> EXERCISE PROMPT:
Reproduce each of the following records word for word, from the first line to the last.

--- START ---

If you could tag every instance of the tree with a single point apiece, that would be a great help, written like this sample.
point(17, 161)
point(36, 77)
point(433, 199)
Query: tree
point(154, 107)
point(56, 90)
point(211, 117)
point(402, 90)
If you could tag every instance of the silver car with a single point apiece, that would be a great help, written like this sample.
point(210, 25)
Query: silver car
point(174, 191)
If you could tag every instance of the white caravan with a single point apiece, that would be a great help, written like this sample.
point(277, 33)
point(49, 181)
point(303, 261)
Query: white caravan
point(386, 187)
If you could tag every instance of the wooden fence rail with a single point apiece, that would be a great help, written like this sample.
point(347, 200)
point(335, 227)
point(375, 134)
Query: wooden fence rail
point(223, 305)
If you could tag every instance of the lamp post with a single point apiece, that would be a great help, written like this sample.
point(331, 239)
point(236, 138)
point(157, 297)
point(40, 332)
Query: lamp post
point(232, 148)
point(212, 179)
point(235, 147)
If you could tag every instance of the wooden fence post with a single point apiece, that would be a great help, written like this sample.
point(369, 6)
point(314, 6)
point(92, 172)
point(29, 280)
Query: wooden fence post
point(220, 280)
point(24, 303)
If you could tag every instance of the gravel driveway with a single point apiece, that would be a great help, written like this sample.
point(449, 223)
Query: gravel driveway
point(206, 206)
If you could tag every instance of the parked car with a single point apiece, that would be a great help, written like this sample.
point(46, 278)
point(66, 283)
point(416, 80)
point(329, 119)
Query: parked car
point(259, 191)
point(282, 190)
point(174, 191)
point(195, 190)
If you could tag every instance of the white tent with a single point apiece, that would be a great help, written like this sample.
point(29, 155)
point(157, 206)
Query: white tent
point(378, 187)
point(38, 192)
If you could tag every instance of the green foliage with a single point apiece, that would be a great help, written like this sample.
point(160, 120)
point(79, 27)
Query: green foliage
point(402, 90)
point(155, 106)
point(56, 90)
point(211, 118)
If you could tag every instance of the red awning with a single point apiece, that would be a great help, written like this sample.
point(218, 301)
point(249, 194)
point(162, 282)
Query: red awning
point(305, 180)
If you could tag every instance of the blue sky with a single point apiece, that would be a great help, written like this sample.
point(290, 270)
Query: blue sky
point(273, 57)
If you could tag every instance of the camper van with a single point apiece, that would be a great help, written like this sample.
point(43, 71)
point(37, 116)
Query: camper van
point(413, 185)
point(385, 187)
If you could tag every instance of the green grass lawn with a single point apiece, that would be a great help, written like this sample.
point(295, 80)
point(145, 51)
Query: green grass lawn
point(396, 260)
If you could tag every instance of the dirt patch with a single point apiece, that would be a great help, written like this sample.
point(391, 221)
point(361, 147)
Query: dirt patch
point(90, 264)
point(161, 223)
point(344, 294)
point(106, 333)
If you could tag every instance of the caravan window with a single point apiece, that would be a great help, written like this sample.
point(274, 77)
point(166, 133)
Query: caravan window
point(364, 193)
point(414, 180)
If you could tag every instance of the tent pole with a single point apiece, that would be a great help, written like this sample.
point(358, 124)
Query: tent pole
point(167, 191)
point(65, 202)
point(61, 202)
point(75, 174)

--- END ---

> FULL ANSWER:
If you could tag every instance of the tree with a single point apiece, that would be a great help, written like this sample.
point(17, 161)
point(36, 77)
point(433, 199)
Query: tree
point(154, 107)
point(56, 90)
point(211, 117)
point(402, 90)
If you could tag every instance of the silver car with a single point apiece, that would be a great help, written like this sample.
point(210, 25)
Query: silver car
point(174, 191)
If you could tag every instance of the white caravan with a single point apiece, that would be a great help, written like this sample.
point(277, 33)
point(49, 181)
point(303, 261)
Query: white caravan
point(386, 187)
If you could tag every instance of the wooden fence rail with a single point apiece, that would be a great help, written like this sample.
point(347, 200)
point(335, 227)
point(375, 134)
Query: wooden fence rail
point(223, 305)
If you could tag every instance of the lamp post with a single point apiece, that would be a great help, written like this sample.
point(331, 239)
point(236, 138)
point(157, 297)
point(40, 332)
Query: lamp post
point(232, 148)
point(212, 179)
point(235, 147)
If you could tag every instance of the wooden fence post with a single point apiece, that would be a great help, written like this sample.
point(369, 6)
point(314, 6)
point(92, 172)
point(29, 280)
Query: wooden fence post
point(220, 280)
point(24, 303)
If you could tag every instance of the gravel driveway with a single point apiece, that would be a great help, written like this sample.
point(449, 223)
Query: gravel driveway
point(206, 206)
If you could tag every instance of the parked car with a single point apiece, that would be a great help, written like this sample.
point(46, 278)
point(66, 283)
point(416, 80)
point(329, 119)
Query: parked car
point(259, 191)
point(282, 190)
point(174, 191)
point(195, 190)
If you could tag every instance of the white tent with a single point apiece, that would be a great help, written like this sample.
point(29, 155)
point(157, 206)
Query: white tent
point(378, 187)
point(38, 192)
If you could tag every instance of the green foliage with a single point apiece, that would be a great help, written like this sample.
point(160, 120)
point(79, 27)
Query: green foliage
point(402, 90)
point(155, 106)
point(56, 90)
point(211, 118)
If you could tag every instance of the red awning with a single point apiece, that would be a great help, written like this sample.
point(218, 301)
point(249, 194)
point(162, 282)
Query: red awning
point(305, 180)
If you could tag every instance of the blue sky with a single point apiece, that would be a great help, written like this sample.
point(290, 270)
Query: blue sky
point(273, 57)
If you could tag every instance of the camper van with a single point apiece, that would be a great help, written like this sample.
point(43, 71)
point(37, 116)
Query: camper van
point(413, 185)
point(385, 187)
If you could tag every instance of the green grass lawn with a single point apiece, that would be a great help, written like this sample.
point(295, 80)
point(145, 51)
Query: green grass lawn
point(396, 260)
If you could tag every instance of the dirt patch with a single point apiece, that would be a great help, written like this sample.
point(391, 221)
point(361, 147)
Query: dirt patch
point(90, 264)
point(161, 223)
point(344, 294)
point(106, 333)
If you could tag every instance of the caravan window with a single point apiece, that would be a great help, written like this sample.
point(274, 77)
point(166, 133)
Query: caravan window
point(364, 193)
point(414, 180)
If you could tag every instance of the tent pole with a single point apiece, that would be a great help, written like this sample.
point(358, 124)
Query: tent pole
point(167, 191)
point(65, 202)
point(61, 202)
point(75, 174)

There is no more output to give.